Some records:
────────────────
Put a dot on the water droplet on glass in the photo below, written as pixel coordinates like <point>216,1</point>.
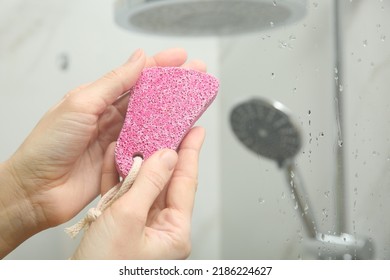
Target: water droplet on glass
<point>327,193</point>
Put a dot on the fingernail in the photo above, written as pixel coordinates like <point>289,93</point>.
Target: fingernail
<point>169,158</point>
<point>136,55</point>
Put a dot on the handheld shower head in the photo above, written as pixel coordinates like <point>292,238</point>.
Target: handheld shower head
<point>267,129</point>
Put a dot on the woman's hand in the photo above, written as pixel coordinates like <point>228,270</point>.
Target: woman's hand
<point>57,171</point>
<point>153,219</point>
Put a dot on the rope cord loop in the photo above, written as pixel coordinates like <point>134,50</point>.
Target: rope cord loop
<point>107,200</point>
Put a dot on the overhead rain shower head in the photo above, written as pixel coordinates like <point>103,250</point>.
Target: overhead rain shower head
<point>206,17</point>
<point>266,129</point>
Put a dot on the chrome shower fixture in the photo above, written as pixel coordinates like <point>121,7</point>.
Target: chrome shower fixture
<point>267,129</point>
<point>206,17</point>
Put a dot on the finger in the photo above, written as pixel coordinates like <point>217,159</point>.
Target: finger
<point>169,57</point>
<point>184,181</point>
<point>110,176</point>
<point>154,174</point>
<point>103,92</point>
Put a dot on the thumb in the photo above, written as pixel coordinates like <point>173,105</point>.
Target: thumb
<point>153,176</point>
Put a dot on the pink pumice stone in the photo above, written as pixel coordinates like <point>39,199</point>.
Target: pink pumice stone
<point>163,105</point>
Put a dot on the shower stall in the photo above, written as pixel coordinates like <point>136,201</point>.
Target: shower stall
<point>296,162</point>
────────────────
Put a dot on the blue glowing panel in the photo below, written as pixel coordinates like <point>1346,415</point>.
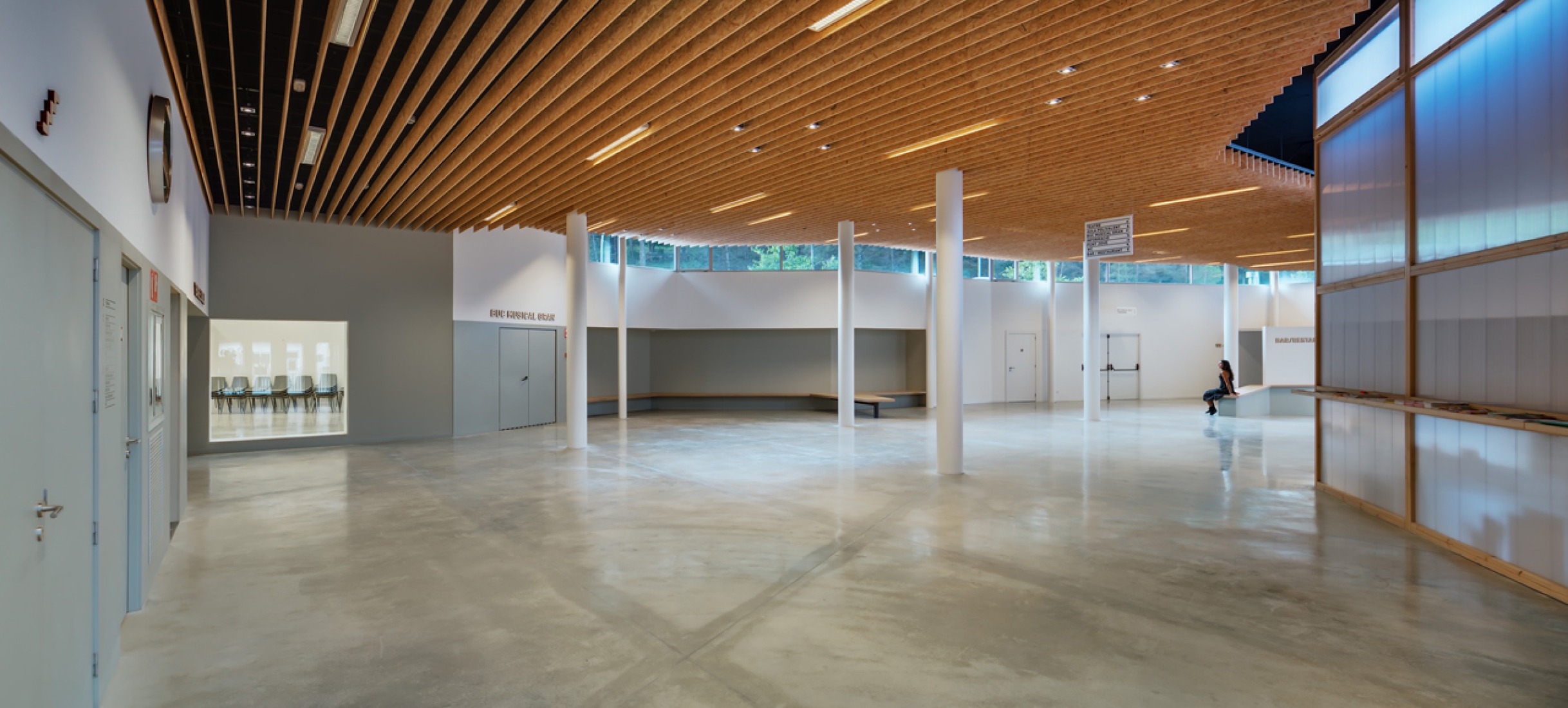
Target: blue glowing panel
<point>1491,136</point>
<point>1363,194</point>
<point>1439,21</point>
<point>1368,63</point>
────────────────
● STATED PROBLEM:
Turn the records into a JSON list of strings, one string per line with blank lines dropped, starting at the line that has "Put a dot on the water" and stopping after the line that has "<point>153,219</point>". Leave the pictures out.

● TASK OUTPUT:
[
  "Put a dot on the water droplet on glass in the photo below, written as pixel coordinates like <point>216,1</point>.",
  "Target: water droplet on glass",
  "<point>327,193</point>",
  "Put a dot on the fingernail in the photo above, written as pixel coordinates like <point>289,93</point>.",
  "Target: fingernail",
  "<point>169,158</point>",
  "<point>136,55</point>",
  "Put a dot on the handheld shower head in the photo above, written as pixel coordinates like <point>292,238</point>.",
  "Target: handheld shower head",
  "<point>267,129</point>",
  "Put a dot on the woman's hand in the photo above, written as pixel coordinates like <point>228,270</point>.",
  "Target: woman's hand",
  "<point>57,171</point>",
  "<point>153,219</point>"
]